[Record list]
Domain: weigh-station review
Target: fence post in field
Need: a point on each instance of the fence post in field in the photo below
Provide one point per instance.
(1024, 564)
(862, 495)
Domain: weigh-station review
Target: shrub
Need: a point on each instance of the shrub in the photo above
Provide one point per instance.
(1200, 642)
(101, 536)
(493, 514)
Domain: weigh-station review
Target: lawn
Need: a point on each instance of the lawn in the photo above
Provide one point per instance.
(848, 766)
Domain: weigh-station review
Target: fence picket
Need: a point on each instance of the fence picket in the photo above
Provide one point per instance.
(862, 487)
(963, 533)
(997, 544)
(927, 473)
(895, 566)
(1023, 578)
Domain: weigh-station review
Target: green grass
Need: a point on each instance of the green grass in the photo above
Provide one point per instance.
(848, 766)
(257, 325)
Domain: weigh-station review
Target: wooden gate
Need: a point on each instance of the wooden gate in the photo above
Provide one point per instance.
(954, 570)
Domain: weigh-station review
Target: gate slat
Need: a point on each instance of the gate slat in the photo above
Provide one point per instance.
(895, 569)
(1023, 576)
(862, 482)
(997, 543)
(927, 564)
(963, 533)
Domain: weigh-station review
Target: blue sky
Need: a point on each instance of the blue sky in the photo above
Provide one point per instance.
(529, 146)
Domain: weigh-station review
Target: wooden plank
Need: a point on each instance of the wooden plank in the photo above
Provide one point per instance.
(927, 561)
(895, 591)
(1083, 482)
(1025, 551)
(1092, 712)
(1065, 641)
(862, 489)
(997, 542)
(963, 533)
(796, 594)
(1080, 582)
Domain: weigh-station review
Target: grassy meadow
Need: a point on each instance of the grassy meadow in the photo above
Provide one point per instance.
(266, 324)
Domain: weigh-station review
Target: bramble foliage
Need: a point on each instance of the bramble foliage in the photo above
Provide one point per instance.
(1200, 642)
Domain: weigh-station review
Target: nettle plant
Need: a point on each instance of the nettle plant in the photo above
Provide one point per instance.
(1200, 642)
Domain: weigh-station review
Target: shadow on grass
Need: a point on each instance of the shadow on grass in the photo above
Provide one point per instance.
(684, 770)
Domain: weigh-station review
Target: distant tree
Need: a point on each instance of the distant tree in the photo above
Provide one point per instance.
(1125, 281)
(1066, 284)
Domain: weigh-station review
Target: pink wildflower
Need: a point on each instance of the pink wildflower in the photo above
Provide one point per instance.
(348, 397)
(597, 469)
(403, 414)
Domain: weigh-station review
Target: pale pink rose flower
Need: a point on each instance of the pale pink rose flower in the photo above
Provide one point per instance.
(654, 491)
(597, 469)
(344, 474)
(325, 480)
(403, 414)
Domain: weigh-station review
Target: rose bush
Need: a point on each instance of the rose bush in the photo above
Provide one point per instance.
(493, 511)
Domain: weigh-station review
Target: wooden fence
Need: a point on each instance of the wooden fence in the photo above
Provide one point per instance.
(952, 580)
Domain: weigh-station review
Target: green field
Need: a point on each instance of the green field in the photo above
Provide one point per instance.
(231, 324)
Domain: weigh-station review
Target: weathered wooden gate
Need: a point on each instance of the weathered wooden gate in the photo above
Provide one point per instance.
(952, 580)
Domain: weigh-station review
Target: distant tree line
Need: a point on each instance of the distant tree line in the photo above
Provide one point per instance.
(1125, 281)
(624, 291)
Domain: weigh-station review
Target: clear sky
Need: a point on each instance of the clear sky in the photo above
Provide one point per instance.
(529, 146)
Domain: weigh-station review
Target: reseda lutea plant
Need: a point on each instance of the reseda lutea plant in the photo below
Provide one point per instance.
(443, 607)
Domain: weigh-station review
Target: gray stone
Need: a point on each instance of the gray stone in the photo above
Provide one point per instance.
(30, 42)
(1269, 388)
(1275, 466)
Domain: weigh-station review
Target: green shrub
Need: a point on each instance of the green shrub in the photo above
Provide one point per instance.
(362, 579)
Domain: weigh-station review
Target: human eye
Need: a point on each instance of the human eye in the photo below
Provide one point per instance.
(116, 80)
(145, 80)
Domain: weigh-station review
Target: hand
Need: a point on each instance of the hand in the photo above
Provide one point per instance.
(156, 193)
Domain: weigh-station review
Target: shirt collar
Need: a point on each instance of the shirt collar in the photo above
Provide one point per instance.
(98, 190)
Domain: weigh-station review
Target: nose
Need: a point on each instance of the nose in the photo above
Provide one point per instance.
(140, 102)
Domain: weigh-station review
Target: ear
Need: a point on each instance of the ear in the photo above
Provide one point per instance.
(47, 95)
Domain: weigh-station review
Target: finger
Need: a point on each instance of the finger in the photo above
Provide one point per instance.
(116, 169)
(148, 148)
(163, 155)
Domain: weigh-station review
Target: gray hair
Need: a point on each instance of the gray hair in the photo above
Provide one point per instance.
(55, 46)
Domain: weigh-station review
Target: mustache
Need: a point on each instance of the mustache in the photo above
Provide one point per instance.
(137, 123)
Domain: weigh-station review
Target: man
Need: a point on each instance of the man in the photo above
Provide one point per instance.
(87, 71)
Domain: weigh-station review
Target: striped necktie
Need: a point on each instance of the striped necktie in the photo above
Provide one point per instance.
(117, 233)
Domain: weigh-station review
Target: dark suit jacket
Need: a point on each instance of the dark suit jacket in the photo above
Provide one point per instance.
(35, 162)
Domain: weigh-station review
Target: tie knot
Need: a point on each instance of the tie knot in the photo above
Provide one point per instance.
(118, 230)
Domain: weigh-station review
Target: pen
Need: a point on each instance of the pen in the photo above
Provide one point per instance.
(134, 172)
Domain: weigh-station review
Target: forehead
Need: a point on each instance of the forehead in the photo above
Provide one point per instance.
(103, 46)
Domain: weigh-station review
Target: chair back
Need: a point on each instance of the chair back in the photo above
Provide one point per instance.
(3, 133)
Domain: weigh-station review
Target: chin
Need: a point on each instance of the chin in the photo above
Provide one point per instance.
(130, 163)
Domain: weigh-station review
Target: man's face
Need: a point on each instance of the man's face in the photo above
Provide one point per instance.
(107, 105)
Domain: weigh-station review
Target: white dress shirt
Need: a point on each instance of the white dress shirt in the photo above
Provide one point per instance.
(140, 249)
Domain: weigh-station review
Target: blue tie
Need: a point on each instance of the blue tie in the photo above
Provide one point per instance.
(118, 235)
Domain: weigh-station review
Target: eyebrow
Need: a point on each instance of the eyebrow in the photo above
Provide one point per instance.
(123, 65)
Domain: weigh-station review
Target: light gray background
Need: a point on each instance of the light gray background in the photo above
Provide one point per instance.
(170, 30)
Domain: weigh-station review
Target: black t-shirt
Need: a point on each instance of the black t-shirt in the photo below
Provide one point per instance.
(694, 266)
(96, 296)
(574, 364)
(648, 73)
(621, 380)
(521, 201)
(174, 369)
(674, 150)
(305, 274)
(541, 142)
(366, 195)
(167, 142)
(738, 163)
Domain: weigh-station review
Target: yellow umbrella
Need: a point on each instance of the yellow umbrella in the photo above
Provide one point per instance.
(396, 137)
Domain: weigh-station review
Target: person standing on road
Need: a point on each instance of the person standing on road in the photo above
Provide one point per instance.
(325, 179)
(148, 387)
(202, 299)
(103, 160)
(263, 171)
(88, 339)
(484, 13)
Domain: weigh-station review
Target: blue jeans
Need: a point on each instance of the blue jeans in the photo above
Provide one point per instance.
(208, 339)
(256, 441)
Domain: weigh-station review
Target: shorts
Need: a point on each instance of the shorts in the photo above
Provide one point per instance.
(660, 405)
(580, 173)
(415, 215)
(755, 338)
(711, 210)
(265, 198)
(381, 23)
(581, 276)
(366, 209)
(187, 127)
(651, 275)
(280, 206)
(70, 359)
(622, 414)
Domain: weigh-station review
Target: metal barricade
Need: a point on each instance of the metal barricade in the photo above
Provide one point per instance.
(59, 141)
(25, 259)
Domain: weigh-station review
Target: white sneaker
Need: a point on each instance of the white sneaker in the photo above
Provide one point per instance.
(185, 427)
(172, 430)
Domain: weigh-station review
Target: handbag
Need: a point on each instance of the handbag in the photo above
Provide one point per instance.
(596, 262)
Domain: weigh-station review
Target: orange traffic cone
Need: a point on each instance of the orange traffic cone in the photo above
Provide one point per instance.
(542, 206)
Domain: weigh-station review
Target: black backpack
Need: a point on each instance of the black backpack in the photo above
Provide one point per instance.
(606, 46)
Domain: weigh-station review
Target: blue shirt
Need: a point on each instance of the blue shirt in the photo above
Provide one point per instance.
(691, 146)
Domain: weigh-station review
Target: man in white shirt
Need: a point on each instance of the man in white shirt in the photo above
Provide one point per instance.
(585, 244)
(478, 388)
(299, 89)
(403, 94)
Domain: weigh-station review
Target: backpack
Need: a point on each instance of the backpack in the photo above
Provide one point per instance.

[What is required] Update the entries from the start through the line holding "(1023, 578)", inclusive, by replacing "weigh-station review" with "roadside inspection" and leaving everything else unchanged.

[Task response]
Domain: roadside inspection
Target: fence post in field
Need: a point on each instance of the fence post in field in the photo below
Provide one point per instance.
(1024, 564)
(862, 495)
Domain: roadside inspection
Target: shrub
Need: a point on each instance of the shrub in the photo above
Provide one point per instance.
(1200, 642)
(101, 536)
(493, 514)
Domain: roadside inspection
Target: lawn
Need: a point on each instance of the lawn in the photo above
Provide one point per instance.
(848, 766)
Domain: roadside inspection
Target: fence picket
Need: a point on each instance of the fence picket in the photo above
Provide one point per instance.
(862, 487)
(963, 533)
(997, 544)
(927, 473)
(895, 566)
(1023, 578)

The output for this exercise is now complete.